GIVEN PROBLEM: Copy every line of the items below, replacing "single dot" with "small cross" wherever it appears and leaving everything else unchanged.

MATERIAL FOR THE TASK:
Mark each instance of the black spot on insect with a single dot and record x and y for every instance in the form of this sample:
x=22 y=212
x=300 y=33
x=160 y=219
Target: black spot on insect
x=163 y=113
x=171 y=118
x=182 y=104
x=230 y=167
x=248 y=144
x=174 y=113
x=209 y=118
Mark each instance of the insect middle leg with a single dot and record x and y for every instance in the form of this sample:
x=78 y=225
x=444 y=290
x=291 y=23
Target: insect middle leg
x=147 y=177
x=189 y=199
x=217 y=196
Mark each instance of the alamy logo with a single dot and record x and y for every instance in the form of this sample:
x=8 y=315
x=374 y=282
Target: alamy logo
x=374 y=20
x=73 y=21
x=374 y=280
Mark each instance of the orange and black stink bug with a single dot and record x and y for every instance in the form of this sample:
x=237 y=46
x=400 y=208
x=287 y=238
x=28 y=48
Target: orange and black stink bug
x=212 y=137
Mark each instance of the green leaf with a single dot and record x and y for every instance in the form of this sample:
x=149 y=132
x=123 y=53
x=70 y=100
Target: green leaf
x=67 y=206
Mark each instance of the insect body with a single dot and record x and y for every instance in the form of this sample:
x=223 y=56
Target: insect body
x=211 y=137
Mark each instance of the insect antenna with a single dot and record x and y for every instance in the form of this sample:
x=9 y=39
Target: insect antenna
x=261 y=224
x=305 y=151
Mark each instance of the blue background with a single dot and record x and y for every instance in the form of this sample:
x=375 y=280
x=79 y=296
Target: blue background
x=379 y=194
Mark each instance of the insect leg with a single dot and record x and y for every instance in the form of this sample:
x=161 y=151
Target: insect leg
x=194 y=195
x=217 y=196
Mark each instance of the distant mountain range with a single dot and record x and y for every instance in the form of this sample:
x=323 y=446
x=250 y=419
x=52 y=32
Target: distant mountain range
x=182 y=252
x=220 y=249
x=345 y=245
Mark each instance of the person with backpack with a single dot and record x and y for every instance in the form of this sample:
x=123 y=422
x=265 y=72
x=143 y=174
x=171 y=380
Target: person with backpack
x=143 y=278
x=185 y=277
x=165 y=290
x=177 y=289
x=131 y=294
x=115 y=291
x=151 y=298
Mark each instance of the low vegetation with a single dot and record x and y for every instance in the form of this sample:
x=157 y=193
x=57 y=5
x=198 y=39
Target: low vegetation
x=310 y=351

ANSWER TO THIS TASK:
Mark each instance of the black spot on insect with a small cross and record x and y for every instance in the form of this sample:
x=22 y=212
x=300 y=33
x=160 y=219
Target: black spot on insect
x=163 y=113
x=171 y=118
x=182 y=104
x=230 y=167
x=248 y=144
x=174 y=113
x=209 y=118
Mark each instance of the insect middle leg with a small cross and record x and y for every instance in the form of this sample:
x=78 y=225
x=444 y=290
x=291 y=23
Target: insect middle leg
x=147 y=177
x=189 y=199
x=217 y=196
Mark each instance of the alamy logo with a small cross and record x and y for every instance in the form of this sample:
x=8 y=315
x=374 y=282
Target: alamy logo
x=374 y=20
x=73 y=21
x=374 y=280
Mark each instance of the orange and black stink bug with a small cross and record x and y for every instance in the form of this sample:
x=237 y=46
x=400 y=208
x=287 y=238
x=28 y=48
Target: orange and black stink bug
x=212 y=137
Mark each instance of the green leaf with a small cross and record x and y for every instance in the form of this sample:
x=149 y=132
x=123 y=53
x=70 y=100
Target: green leaf
x=67 y=206
Mark each instance of the insect body with a small cross and record x and y for every instance in the form of this sample:
x=223 y=56
Target: insect body
x=211 y=137
Mark each instance of the insect antenna with a small cross and record x and y for every instance in the form of this sample:
x=9 y=39
Target: insect antenna
x=261 y=224
x=305 y=151
Mark each instance of the blue background with a small cross and record x and y for every instance in the form of this sample:
x=375 y=280
x=79 y=296
Target: blue background
x=379 y=194
Mark each instance of the insect leg with a small cross and record x and y for every instance in the form of this sample:
x=161 y=151
Target: insect leg
x=194 y=195
x=217 y=196
Mark each instance of the distant mountain range with a small cross and record x and y for every instance in the form of this sample:
x=323 y=446
x=250 y=419
x=52 y=32
Target: distant mountain range
x=182 y=252
x=220 y=249
x=345 y=245
Mark each instance of the person with backpack with a small cross and record x and y for every instance in the form of this sample:
x=123 y=422
x=265 y=72
x=143 y=174
x=171 y=380
Target: person with backpack
x=143 y=278
x=185 y=277
x=165 y=290
x=177 y=289
x=131 y=294
x=115 y=291
x=151 y=298
Mark each instance of the low vegetation with a small cross and record x and y for every instance in the form of this sample:
x=157 y=193
x=57 y=5
x=198 y=39
Target: low vegetation
x=310 y=351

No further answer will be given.